Directions for this task:
Reproduce verbatim only the lines from the one containing "deer head, which" through the last line below, both included.

Records to use:
--------------------------------

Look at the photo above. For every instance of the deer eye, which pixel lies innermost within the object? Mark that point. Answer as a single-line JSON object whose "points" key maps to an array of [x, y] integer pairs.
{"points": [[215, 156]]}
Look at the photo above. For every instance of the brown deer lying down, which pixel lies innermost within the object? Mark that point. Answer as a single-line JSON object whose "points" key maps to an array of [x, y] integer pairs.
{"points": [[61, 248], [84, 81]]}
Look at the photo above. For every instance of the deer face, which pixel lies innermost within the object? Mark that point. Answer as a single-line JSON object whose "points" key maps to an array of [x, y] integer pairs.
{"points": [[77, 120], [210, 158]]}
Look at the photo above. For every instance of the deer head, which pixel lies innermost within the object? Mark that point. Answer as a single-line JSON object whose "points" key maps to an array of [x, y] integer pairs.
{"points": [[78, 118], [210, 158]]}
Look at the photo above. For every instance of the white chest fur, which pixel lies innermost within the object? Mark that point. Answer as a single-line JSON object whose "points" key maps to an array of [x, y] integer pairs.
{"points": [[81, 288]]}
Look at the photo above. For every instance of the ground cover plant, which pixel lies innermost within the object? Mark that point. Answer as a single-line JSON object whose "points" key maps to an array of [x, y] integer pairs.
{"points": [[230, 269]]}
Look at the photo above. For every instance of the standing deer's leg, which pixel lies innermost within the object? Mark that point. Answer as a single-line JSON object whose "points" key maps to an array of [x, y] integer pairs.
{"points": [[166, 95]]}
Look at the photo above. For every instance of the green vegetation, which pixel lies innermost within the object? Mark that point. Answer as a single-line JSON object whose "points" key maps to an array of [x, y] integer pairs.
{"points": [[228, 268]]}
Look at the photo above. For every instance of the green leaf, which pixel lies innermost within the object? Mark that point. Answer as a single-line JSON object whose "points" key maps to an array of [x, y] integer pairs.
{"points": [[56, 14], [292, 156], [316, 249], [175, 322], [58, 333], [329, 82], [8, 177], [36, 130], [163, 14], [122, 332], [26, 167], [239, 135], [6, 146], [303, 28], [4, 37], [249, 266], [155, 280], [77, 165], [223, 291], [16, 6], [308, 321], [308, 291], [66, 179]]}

--------------------------------

Exercise result:
Look at the photo above. For every instance of the deer head, which pixel lies innermost within the object? Mark that point. Answer as a single-line JSON object whose "points" key maps to an array of [x, y] integer pairs.
{"points": [[78, 118], [210, 158]]}
Look at the photo above. For every instance of the white chest fur, which pixel lies innermost within the object? Mark that point. Answer as a single-line JSON object whose "points" key maps to an array of [x, y] integer pairs.
{"points": [[81, 288]]}
Look at the photo above. For every instance of the ground cover plant, which pixel lies innermost within the object? Mark that point. Answer as a single-line JSON object whose "points" key maps to an array of [x, y] integer pairs.
{"points": [[230, 269]]}
Look at the photo above. For every instance of the standing deer's leg, which pixel lies innermost within the object? Mark that point. Answer as a single-line JSON object whose "points" key maps to an array of [x, y] integer pairs.
{"points": [[166, 95]]}
Look at the photo above. For every instance of the green vegetation, which pixel lies innermost within the object? Mark that point. Answer as a single-line JSON object whose "points" key maps to an array of [x, y] integer pairs.
{"points": [[228, 268]]}
Look at the photo above. For every instance of the green leaf, which pixel lies innermost within the object? Mark that point. Answer as a single-line JSON object whose "points" key maps to an array of [x, y] integer pairs.
{"points": [[56, 14], [292, 156], [316, 249], [175, 322], [58, 333], [329, 82], [8, 177], [36, 130], [163, 14], [122, 332], [26, 167], [239, 135], [6, 146], [303, 28], [4, 37], [249, 266], [155, 280], [77, 165], [223, 291], [16, 6], [308, 321], [308, 291], [66, 179]]}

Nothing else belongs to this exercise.